▶ [GOAL] Rescale the data from the line containing "point like [592,790]." through the end of the data. Give every line again, not only the answers, with each point coordinate in the answers multiplied by 0.6 and rounded to a whole number, halves up, and every other number left as it is.
--- start ---
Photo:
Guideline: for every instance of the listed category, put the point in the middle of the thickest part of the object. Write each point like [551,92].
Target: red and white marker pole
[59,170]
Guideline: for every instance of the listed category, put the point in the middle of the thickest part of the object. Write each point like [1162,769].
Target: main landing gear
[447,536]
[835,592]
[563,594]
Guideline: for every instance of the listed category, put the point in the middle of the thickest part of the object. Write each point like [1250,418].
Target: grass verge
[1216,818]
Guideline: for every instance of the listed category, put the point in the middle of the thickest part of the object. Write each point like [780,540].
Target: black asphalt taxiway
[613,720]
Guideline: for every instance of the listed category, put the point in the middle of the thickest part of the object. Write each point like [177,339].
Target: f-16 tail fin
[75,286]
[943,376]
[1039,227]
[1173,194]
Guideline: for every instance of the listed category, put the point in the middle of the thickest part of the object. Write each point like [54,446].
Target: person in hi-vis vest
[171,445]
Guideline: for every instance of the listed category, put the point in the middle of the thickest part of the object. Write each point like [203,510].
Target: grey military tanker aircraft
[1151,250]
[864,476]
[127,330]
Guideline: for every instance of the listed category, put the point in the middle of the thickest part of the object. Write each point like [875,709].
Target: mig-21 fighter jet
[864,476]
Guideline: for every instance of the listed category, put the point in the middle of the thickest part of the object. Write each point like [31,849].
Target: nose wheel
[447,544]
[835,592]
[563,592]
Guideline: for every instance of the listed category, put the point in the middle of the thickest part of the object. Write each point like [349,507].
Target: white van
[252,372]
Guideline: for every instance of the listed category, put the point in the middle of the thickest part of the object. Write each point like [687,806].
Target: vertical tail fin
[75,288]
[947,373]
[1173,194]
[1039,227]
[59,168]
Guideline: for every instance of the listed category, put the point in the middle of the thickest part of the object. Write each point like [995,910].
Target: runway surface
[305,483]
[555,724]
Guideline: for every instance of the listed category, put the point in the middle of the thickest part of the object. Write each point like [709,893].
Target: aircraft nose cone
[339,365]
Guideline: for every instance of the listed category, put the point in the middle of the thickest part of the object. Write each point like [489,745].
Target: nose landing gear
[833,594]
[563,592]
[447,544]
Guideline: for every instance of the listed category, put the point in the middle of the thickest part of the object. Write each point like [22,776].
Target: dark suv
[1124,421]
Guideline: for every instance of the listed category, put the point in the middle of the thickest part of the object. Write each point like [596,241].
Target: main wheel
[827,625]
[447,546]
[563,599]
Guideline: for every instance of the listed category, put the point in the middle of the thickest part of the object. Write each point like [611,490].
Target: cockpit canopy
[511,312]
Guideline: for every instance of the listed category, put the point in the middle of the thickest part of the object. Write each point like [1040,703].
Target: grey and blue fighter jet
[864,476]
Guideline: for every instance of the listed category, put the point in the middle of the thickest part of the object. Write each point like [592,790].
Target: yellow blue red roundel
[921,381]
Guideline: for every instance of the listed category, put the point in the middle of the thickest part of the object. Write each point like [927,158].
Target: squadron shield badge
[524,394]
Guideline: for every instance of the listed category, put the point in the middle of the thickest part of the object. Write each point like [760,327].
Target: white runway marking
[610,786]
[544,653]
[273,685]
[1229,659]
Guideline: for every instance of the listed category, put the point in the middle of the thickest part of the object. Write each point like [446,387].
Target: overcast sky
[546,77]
--- end ---
▶ [EXERCISE RESPONSE]
Guideline: for every instance of the listed category, put the point in the middle of the thickest part of the object. Write each point like [592,790].
Target: yellow blue red roundel
[553,229]
Guideline: for every instance of the listed category, put the point in the middle of the thickest part of the object. Write each point like [927,158].
Target: squadron shield badge
[314,236]
Guideline: for every instance of the listed category, put the point in the middle of the thickest part of the object. Write each point like [760,327].
Target: white runway marking
[366,472]
[326,392]
[164,411]
[737,395]
Guideline: for every instance of the listed category, put the point in the middle of the thickest part of the object. Write each point like [446,387].
Target: overcast sky
[328,46]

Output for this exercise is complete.